__Exercise prompt__.
Copy out every entry below verbatim, without altering a single character.

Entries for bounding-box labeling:
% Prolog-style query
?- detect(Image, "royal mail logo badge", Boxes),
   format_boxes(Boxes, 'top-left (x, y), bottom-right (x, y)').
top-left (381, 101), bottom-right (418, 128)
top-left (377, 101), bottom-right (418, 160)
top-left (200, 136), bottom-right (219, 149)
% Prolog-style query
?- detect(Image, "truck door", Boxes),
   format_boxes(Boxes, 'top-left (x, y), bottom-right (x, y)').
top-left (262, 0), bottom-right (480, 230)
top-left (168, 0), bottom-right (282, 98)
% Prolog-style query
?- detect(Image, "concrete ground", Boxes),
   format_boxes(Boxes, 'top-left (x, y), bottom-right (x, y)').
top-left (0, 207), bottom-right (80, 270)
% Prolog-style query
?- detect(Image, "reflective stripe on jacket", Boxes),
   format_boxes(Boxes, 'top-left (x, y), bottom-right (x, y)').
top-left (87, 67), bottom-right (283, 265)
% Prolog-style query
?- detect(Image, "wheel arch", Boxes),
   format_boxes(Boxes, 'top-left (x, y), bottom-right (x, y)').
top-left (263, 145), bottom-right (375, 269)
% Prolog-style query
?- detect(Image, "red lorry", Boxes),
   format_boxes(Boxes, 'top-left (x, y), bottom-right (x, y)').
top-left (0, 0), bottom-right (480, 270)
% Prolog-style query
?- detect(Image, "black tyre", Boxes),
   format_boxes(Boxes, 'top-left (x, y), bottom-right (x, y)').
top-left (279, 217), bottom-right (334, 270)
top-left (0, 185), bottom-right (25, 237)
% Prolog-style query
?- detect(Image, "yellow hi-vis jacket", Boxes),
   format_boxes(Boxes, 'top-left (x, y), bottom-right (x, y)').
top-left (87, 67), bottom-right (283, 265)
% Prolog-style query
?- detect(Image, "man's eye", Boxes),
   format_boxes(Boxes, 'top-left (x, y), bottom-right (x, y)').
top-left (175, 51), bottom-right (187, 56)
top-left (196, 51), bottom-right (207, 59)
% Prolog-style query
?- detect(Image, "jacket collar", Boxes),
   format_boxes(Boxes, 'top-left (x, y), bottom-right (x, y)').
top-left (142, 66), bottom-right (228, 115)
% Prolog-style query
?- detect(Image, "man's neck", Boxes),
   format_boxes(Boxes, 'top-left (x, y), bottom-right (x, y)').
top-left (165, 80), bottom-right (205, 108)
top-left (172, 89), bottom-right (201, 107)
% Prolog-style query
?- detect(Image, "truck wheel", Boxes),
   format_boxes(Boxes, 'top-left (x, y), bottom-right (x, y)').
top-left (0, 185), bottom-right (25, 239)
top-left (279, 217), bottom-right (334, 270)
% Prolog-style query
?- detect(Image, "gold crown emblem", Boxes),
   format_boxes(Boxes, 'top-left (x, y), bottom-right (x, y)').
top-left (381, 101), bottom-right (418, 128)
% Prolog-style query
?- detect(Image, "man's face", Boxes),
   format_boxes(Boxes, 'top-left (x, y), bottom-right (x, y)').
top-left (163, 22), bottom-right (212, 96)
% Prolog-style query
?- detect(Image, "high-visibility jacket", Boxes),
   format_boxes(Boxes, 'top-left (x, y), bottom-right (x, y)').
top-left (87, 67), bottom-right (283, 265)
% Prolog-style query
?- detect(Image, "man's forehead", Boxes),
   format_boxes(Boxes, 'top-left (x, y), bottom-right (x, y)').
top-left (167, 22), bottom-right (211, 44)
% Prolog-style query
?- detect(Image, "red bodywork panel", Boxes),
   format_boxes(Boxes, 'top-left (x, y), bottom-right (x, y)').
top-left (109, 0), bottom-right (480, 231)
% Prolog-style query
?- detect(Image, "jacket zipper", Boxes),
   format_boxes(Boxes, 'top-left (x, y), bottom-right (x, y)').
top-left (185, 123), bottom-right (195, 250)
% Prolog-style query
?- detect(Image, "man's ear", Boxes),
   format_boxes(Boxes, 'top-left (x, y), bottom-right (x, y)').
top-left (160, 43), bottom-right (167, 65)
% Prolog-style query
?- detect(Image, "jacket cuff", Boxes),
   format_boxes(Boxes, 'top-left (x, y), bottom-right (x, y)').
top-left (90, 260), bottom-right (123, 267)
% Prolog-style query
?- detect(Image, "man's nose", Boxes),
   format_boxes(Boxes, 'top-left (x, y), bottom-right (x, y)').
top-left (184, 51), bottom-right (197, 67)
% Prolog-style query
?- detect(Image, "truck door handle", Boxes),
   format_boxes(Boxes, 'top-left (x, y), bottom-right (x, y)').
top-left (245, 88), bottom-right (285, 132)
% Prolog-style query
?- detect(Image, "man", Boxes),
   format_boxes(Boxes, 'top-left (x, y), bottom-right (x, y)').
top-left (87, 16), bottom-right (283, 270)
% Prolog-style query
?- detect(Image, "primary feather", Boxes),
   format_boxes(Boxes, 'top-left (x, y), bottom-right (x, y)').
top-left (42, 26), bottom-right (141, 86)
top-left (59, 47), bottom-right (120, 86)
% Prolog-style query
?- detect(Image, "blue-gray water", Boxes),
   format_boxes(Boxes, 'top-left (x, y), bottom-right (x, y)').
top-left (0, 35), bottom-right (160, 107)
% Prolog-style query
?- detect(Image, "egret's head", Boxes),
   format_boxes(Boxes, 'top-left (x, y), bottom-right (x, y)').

__Correct output__.
% Prolog-style query
?- detect(Image, "royal mail logo badge", Boxes),
   format_boxes(Boxes, 'top-left (x, y), bottom-right (x, y)').
top-left (381, 101), bottom-right (418, 128)
top-left (377, 101), bottom-right (418, 160)
top-left (200, 136), bottom-right (219, 149)
% Prolog-style query
?- detect(Image, "truck door", Boxes),
   format_boxes(Boxes, 'top-left (x, y), bottom-right (x, y)').
top-left (262, 0), bottom-right (480, 230)
top-left (168, 0), bottom-right (282, 98)
% Prolog-style query
?- detect(Image, "concrete ground", Boxes),
   format_boxes(Boxes, 'top-left (x, y), bottom-right (x, y)').
top-left (0, 207), bottom-right (80, 270)
% Prolog-style query
?- detect(Image, "reflective stripe on jacket", Boxes),
   format_boxes(Boxes, 'top-left (x, y), bottom-right (x, y)').
top-left (87, 67), bottom-right (283, 265)
% Prolog-style query
?- detect(Image, "wheel arch", Boxes),
   format_boxes(Boxes, 'top-left (x, y), bottom-right (x, y)').
top-left (263, 145), bottom-right (375, 269)
% Prolog-style query
?- detect(Image, "red lorry", Boxes),
   format_boxes(Boxes, 'top-left (x, y), bottom-right (x, y)').
top-left (0, 0), bottom-right (480, 270)
% Prolog-style query
?- detect(Image, "black tyre", Boxes),
   format_boxes(Boxes, 'top-left (x, y), bottom-right (x, y)').
top-left (279, 217), bottom-right (334, 270)
top-left (0, 185), bottom-right (25, 237)
% Prolog-style query
?- detect(Image, "yellow hi-vis jacket", Boxes),
   format_boxes(Boxes, 'top-left (x, y), bottom-right (x, y)').
top-left (87, 67), bottom-right (283, 265)
% Prolog-style query
?- detect(Image, "man's eye", Boxes),
   format_boxes(Boxes, 'top-left (x, y), bottom-right (x, y)').
top-left (175, 51), bottom-right (187, 56)
top-left (196, 51), bottom-right (207, 59)
% Prolog-style query
?- detect(Image, "jacket collar", Boxes),
   format_boxes(Boxes, 'top-left (x, y), bottom-right (x, y)').
top-left (142, 66), bottom-right (228, 115)
% Prolog-style query
?- detect(Image, "man's neck", Boxes),
   format_boxes(Boxes, 'top-left (x, y), bottom-right (x, y)').
top-left (165, 80), bottom-right (205, 108)
top-left (172, 89), bottom-right (201, 107)
% Prolog-style query
?- detect(Image, "truck wheel", Boxes),
   format_boxes(Boxes, 'top-left (x, y), bottom-right (x, y)').
top-left (0, 185), bottom-right (25, 239)
top-left (279, 217), bottom-right (334, 270)
% Prolog-style query
?- detect(Image, "gold crown emblem", Boxes),
   format_boxes(Boxes, 'top-left (x, y), bottom-right (x, y)').
top-left (381, 101), bottom-right (418, 128)
% Prolog-style query
?- detect(Image, "man's face", Boxes),
   format_boxes(Boxes, 'top-left (x, y), bottom-right (x, y)').
top-left (163, 22), bottom-right (212, 96)
% Prolog-style query
?- detect(Image, "high-visibility jacket", Boxes),
   format_boxes(Boxes, 'top-left (x, y), bottom-right (x, y)').
top-left (87, 67), bottom-right (283, 265)
% Prolog-style query
?- detect(Image, "man's forehead", Boxes),
   format_boxes(Boxes, 'top-left (x, y), bottom-right (x, y)').
top-left (167, 22), bottom-right (211, 44)
% Prolog-style query
?- detect(Image, "red bodywork panel", Boxes),
   format_boxes(Boxes, 'top-left (x, y), bottom-right (x, y)').
top-left (109, 0), bottom-right (480, 231)
% Prolog-style query
?- detect(Image, "jacket zipper", Boxes),
   format_boxes(Boxes, 'top-left (x, y), bottom-right (x, y)').
top-left (185, 123), bottom-right (195, 250)
% Prolog-style query
?- detect(Image, "man's ear", Boxes),
   format_boxes(Boxes, 'top-left (x, y), bottom-right (x, y)').
top-left (160, 43), bottom-right (167, 65)
% Prolog-style query
?- detect(Image, "jacket cuff", Boxes),
   format_boxes(Boxes, 'top-left (x, y), bottom-right (x, y)').
top-left (90, 260), bottom-right (123, 267)
% Prolog-style query
?- detect(Image, "man's nose", Boxes),
   format_boxes(Boxes, 'top-left (x, y), bottom-right (x, y)').
top-left (184, 51), bottom-right (197, 67)
% Prolog-style query
?- detect(Image, "truck door handle", Boxes),
   format_boxes(Boxes, 'top-left (x, y), bottom-right (x, y)').
top-left (245, 88), bottom-right (285, 132)
% Prolog-style query
?- detect(Image, "man", Boxes),
   format_boxes(Boxes, 'top-left (x, y), bottom-right (x, y)').
top-left (87, 16), bottom-right (283, 270)
% Prolog-style query
?- detect(Image, "primary feather", Boxes),
   format_boxes(Boxes, 'top-left (x, y), bottom-right (x, y)').
top-left (42, 26), bottom-right (141, 86)
top-left (59, 47), bottom-right (120, 86)
% Prolog-style query
?- detect(Image, "blue-gray water", Boxes),
   format_boxes(Boxes, 'top-left (x, y), bottom-right (x, y)').
top-left (0, 35), bottom-right (160, 107)
% Prolog-style query
?- detect(Image, "egret's head", Boxes),
   format_boxes(Boxes, 'top-left (x, y), bottom-right (x, y)').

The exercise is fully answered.